:: Goal ::
Return every line below that contains the word "leaf".

[Dataset extracts labeled with boxes]
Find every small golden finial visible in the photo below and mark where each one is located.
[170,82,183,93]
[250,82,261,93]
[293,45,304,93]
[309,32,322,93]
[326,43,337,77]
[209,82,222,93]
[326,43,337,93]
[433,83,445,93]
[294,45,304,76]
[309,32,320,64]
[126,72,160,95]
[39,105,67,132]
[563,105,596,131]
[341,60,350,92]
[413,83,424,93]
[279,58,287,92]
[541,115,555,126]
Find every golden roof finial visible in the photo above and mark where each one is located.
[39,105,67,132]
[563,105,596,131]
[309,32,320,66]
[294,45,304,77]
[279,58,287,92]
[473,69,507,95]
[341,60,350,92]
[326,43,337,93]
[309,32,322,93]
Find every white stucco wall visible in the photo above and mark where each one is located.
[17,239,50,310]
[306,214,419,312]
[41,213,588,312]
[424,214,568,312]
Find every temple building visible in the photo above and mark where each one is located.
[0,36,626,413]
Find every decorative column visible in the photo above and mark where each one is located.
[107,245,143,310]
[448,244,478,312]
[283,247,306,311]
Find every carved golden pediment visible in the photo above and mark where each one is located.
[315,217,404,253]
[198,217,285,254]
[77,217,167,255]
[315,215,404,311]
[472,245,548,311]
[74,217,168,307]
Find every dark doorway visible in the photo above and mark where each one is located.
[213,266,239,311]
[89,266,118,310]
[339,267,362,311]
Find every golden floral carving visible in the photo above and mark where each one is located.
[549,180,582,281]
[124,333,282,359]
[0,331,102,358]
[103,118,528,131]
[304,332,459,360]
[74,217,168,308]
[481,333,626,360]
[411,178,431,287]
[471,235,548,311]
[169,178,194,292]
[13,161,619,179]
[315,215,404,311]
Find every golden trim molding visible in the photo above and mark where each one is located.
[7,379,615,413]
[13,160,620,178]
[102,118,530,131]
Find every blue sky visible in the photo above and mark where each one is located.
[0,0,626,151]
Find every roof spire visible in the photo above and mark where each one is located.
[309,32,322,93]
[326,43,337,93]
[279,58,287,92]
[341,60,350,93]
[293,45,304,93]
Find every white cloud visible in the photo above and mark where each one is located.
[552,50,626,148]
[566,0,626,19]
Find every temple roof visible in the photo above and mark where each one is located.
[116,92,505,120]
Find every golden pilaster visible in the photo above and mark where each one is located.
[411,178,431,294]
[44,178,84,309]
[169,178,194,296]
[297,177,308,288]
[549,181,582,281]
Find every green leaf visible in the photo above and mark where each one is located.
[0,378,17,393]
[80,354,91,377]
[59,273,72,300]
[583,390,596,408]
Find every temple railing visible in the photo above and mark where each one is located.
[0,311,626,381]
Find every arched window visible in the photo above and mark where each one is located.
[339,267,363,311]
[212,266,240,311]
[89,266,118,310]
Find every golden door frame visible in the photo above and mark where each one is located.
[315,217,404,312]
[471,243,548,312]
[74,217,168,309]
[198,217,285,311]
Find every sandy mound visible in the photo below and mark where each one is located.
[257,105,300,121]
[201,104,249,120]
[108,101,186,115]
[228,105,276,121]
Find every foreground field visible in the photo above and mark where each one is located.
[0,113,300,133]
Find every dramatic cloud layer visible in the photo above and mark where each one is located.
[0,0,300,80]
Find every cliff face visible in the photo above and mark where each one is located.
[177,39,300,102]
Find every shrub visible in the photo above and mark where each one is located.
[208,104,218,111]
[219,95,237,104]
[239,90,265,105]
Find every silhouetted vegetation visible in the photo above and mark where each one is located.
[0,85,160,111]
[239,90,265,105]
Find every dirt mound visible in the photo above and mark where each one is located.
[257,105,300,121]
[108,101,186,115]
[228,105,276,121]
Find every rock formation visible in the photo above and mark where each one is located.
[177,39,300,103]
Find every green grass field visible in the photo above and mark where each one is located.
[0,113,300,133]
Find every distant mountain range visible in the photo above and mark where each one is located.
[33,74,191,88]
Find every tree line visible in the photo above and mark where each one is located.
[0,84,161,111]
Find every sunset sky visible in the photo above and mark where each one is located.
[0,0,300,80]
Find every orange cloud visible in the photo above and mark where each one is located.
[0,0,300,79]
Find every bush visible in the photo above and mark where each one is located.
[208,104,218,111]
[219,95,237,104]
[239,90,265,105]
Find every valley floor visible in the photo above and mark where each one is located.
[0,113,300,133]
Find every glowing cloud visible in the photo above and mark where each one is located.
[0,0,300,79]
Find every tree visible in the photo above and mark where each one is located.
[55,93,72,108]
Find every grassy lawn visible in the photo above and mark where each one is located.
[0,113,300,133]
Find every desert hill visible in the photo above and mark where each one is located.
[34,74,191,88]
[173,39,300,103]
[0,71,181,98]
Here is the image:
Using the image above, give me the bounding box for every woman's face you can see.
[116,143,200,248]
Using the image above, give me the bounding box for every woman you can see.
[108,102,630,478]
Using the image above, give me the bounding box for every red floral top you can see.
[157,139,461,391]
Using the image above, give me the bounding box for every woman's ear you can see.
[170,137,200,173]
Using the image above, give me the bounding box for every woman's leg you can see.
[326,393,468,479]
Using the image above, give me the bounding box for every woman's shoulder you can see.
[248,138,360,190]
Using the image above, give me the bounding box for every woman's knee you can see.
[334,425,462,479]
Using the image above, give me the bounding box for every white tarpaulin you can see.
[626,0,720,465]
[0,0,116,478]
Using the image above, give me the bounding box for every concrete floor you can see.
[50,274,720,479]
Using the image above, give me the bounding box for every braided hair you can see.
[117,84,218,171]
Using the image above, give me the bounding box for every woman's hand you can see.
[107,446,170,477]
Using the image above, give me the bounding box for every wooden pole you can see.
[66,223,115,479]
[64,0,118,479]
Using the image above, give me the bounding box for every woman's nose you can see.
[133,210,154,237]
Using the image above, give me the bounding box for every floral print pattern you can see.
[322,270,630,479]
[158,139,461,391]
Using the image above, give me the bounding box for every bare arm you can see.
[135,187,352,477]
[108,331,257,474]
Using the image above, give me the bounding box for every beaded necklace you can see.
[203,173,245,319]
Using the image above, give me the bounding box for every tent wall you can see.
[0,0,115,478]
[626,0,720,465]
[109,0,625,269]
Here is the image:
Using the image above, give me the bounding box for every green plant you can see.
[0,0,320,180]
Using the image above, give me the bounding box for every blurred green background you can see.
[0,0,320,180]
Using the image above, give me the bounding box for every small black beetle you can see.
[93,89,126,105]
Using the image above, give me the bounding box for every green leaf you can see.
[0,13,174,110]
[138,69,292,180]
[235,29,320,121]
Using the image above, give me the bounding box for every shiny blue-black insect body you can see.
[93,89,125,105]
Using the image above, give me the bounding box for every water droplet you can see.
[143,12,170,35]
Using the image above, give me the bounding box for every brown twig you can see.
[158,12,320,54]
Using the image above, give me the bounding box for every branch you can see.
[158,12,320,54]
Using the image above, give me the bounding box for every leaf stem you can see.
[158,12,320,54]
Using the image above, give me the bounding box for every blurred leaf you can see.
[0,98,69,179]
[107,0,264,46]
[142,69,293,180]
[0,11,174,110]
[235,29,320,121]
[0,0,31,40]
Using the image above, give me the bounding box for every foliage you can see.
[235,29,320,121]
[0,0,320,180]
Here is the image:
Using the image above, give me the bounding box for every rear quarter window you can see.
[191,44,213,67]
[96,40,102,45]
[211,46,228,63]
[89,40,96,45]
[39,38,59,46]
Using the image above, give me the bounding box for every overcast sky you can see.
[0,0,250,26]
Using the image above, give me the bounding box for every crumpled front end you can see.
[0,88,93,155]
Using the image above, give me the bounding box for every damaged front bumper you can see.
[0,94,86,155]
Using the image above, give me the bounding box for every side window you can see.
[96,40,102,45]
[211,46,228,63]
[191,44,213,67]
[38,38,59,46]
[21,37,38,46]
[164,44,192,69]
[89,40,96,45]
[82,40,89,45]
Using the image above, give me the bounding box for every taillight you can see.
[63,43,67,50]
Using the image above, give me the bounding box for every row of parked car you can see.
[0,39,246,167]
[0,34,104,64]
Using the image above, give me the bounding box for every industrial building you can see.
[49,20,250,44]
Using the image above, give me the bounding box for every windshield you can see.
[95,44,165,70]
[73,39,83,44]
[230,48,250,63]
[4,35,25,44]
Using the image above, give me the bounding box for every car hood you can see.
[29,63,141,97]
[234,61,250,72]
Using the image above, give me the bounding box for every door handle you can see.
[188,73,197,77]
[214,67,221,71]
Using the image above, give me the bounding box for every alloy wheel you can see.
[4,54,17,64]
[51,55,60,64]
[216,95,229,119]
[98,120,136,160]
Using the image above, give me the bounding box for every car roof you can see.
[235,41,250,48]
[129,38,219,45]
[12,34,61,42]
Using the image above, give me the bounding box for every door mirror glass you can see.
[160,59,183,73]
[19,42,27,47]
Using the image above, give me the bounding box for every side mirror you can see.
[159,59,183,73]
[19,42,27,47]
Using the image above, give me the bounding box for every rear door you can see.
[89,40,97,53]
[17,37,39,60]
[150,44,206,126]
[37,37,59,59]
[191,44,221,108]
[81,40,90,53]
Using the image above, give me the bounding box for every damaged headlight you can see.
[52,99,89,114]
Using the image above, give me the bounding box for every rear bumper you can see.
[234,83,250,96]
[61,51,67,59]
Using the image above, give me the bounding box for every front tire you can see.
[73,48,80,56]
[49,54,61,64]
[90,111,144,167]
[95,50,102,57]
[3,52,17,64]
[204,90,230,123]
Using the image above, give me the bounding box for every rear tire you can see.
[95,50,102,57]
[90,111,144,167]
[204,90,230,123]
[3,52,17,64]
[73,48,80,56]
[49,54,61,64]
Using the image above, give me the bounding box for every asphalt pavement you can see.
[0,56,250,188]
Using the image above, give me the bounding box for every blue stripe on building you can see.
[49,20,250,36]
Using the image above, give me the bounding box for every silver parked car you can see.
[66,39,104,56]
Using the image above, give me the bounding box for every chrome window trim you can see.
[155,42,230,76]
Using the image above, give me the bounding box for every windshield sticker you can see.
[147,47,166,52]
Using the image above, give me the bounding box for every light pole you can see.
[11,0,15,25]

:: Reply ::
Find every green leaf visible in the photo above and mark where each one is located.
Using the image above, give me the bounding box for every green leaf you can see.
Using the image above, give me the bounding box for every leaf stem you can see.
Using the image above, give me the bounding box for every blurred leaf you can see.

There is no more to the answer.